#### SELECTED TEXT
Diabetes was already an epidemic before the novel coronavirus struck. But some researchers now suspect that COVID-19 can trigger the condition. Approximately 14% of patients with severe COVID-19 develop the disease, according to a meta-analysis recently published in the journal Diabetes, Obesity and Metabolism.
To arrive at that thesis, the researchers analyzed eight studies. Half of those came from China, while two came from Italy and two from the U.S. The diabetes rate (13.4%) was lower in the China group than the rate in the combined U.S.–Italy group (15.4%).
Researchers are uncertain why COVID-19 could cause diabetes, but they have linked infections to damage to several organs, including the lungs, heart, kidneys and brain. Some scientists are now investigating whether the disease can damage the pancreas.
The study is not the first to stipulate a link between COVID-19 and diabetes. Indeed, researchers have suspected a range of viruses can trigger type 1 diabetes. Diabetes Research and Clinical Practice and the New England Journal of Medicine have also entertained whether COVID-19 can cause diabetes.
Last year, the King’s College London and Monash University launched a registry to track the development of new-onset COVID-19-related diabetes that reportedly includes patients with mild or asymptomatic infections. The database contains 150 patients thus far.
########
#### DATASET
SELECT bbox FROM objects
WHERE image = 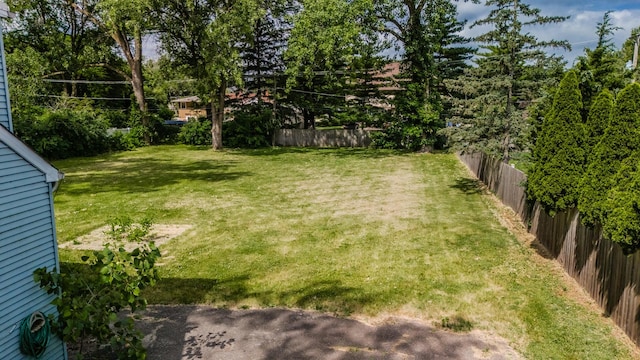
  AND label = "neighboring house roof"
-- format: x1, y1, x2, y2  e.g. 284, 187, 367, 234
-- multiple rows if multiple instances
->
171, 96, 200, 103
0, 125, 64, 183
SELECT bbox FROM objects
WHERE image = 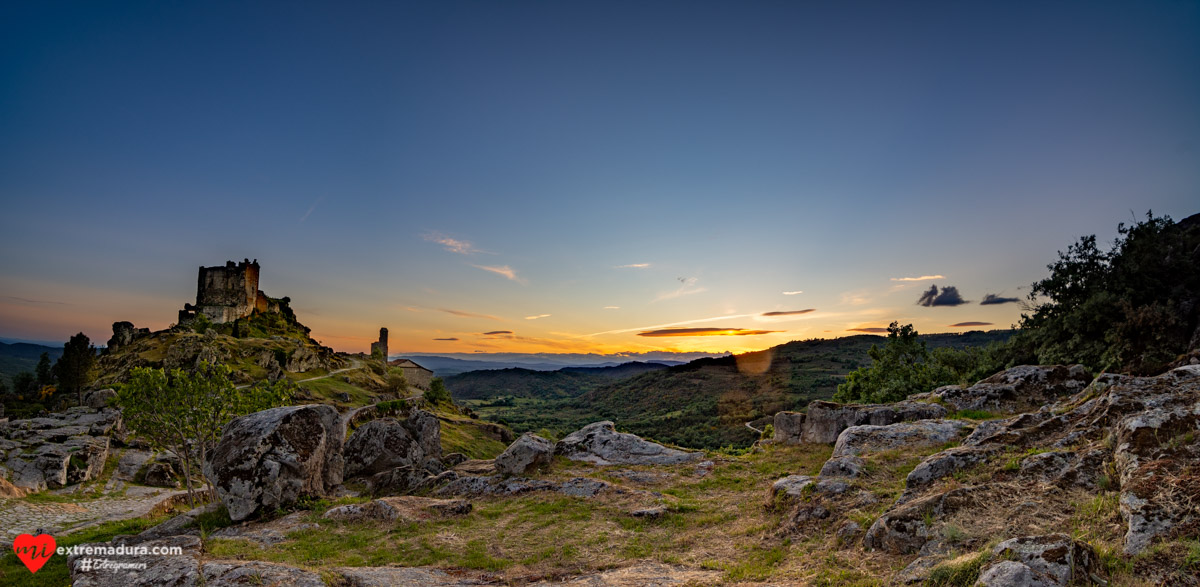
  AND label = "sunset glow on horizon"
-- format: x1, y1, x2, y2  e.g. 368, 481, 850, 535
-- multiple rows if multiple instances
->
0, 2, 1200, 354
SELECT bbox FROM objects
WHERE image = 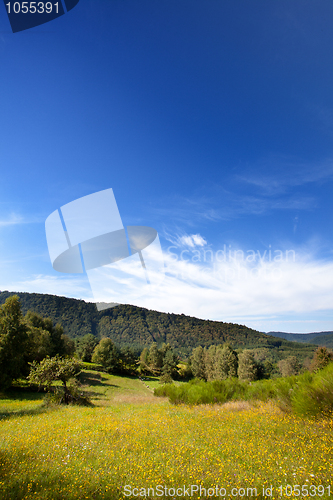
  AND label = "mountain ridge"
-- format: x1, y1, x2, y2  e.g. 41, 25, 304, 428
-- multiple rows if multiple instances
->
0, 291, 315, 359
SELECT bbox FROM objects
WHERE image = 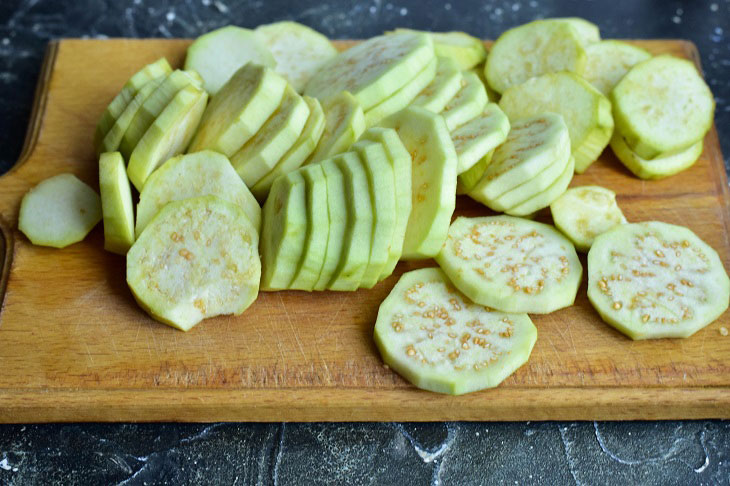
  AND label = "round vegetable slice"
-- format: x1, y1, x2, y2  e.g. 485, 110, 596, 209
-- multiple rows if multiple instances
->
185, 25, 276, 95
583, 40, 651, 96
365, 57, 437, 127
289, 164, 330, 291
451, 103, 510, 174
469, 113, 570, 211
231, 86, 309, 187
189, 63, 287, 157
499, 72, 613, 174
374, 268, 537, 395
127, 86, 208, 192
99, 152, 134, 255
441, 71, 489, 130
588, 221, 730, 339
361, 127, 412, 280
254, 21, 337, 93
127, 196, 261, 331
352, 140, 396, 289
556, 17, 601, 47
505, 157, 575, 217
550, 182, 626, 252
307, 91, 365, 164
304, 32, 434, 110
251, 96, 325, 201
611, 131, 704, 179
95, 57, 172, 147
18, 174, 101, 248
436, 216, 583, 314
261, 171, 307, 290
136, 150, 261, 236
411, 57, 464, 113
484, 20, 586, 93
611, 56, 715, 159
381, 106, 457, 260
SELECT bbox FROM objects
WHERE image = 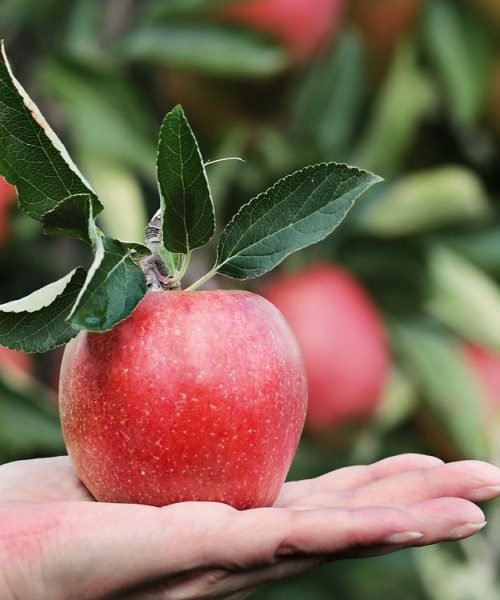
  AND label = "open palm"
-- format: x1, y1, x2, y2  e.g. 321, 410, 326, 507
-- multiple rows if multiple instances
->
0, 455, 500, 600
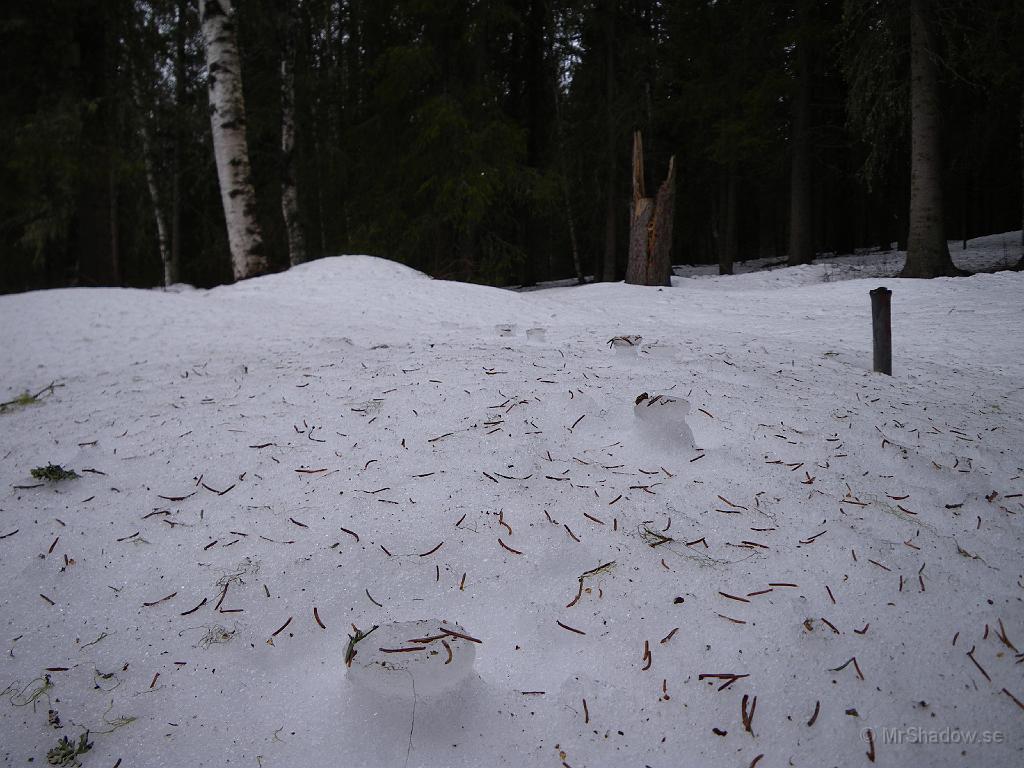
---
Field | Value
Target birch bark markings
[199,0,267,280]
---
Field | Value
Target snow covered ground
[0,233,1024,768]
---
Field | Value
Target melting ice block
[633,392,693,450]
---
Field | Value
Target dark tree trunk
[718,168,739,274]
[900,0,959,278]
[281,0,306,266]
[552,78,584,285]
[601,2,618,283]
[626,131,676,286]
[170,0,187,282]
[787,22,814,266]
[69,2,115,286]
########
## PROBLEM SET
[1] Update the COVID-19 and diabetes text starting with "Diabetes was already" and going on through "U.S.–Italy group (15.4%).", replacing "meta-analysis" with "systematic review", and give that part again.
[2] According to the COVID-19 and diabetes text, how many patients does the King's College London and Monash University registry contain so far?

## RESULTS IN ORDER
[1]
Diabetes was already an epidemic before the novel coronavirus struck. But some researchers now suspect that COVID-19 can trigger the condition. Approximately 14% of patients with severe COVID-19 develop the disease, according to a systematic review recently published in the journal Diabetes, Obesity and Metabolism.
To arrive at that thesis, the researchers analyzed eight studies. Half of those came from China, while two came from Italy and two from the U.S. The diabetes rate (13.4%) was lower in the China group than the rate in the combined U.S.–Italy group (15.4%).

[2] 150 patients.